- Exercise objective:
Quote all entries in full, exactly.

====================

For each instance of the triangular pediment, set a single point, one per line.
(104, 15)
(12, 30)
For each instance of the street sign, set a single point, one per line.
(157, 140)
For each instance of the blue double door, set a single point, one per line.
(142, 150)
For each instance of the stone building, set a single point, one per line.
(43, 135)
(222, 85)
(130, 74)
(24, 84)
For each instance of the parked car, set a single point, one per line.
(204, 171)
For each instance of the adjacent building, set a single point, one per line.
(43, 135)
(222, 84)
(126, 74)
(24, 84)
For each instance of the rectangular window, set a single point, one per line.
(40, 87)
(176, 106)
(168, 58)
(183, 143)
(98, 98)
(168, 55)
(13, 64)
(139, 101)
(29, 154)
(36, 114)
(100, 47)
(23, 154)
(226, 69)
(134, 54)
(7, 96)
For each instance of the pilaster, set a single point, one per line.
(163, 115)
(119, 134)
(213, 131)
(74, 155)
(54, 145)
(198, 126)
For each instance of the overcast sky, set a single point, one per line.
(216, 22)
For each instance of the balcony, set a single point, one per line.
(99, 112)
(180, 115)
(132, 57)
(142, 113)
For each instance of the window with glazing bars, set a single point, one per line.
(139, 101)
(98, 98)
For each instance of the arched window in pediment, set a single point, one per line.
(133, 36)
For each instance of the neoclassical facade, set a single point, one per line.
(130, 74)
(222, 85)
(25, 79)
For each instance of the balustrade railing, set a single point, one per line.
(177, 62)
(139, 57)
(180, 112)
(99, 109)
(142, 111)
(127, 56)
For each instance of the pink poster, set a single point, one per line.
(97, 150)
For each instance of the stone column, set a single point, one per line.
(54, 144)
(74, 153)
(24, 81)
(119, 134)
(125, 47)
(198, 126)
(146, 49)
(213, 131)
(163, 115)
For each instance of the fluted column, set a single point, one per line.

====================

- Task answer:
For each instance of the triangular pediment, set a single point, one per line.
(104, 15)
(12, 30)
For each instance of the street sign, set a single point, one per line.
(157, 140)
For each instance of the blue double door, set a single point, one per line.
(142, 150)
For each instance of the stone building, set a single point, one per line.
(43, 135)
(222, 85)
(130, 74)
(24, 84)
For each instance of the parked car, set a single point, one per line.
(204, 171)
For each instance of the adjacent building, set a single point, one per line.
(43, 135)
(222, 84)
(126, 74)
(24, 84)
For each instance of the rectangular window, set a single point, one per line.
(40, 87)
(176, 106)
(168, 58)
(183, 143)
(98, 98)
(168, 55)
(13, 64)
(139, 101)
(29, 154)
(36, 114)
(100, 47)
(23, 154)
(226, 69)
(134, 54)
(7, 96)
For each instance of the pilaster, set a single point, one per line.
(163, 115)
(119, 134)
(213, 131)
(74, 155)
(54, 145)
(198, 126)
For each instance of the overcast sky, set a single point, one per line.
(216, 22)
For each instance of the balcony, set a single point, one per line.
(99, 112)
(180, 115)
(132, 57)
(142, 113)
For each instance of the window with glazing bars, set a single point, one per line.
(139, 101)
(98, 98)
For each instance of the arched window in pediment, set a single point, one per line.
(133, 36)
For each instance of the neoclassical facade, set a single point, one per line.
(130, 74)
(222, 85)
(25, 79)
For each instance of the balustrade railing, set a single point, one per line.
(177, 62)
(139, 57)
(180, 112)
(99, 109)
(142, 111)
(127, 56)
For each instance of the pink poster, set a single point, one per line.
(97, 150)
For each instance of the stone column, set a single point, one per line.
(54, 144)
(74, 153)
(24, 81)
(119, 134)
(125, 47)
(198, 126)
(146, 49)
(213, 131)
(163, 115)
For each instance of the fluted column, set a single point, one per line.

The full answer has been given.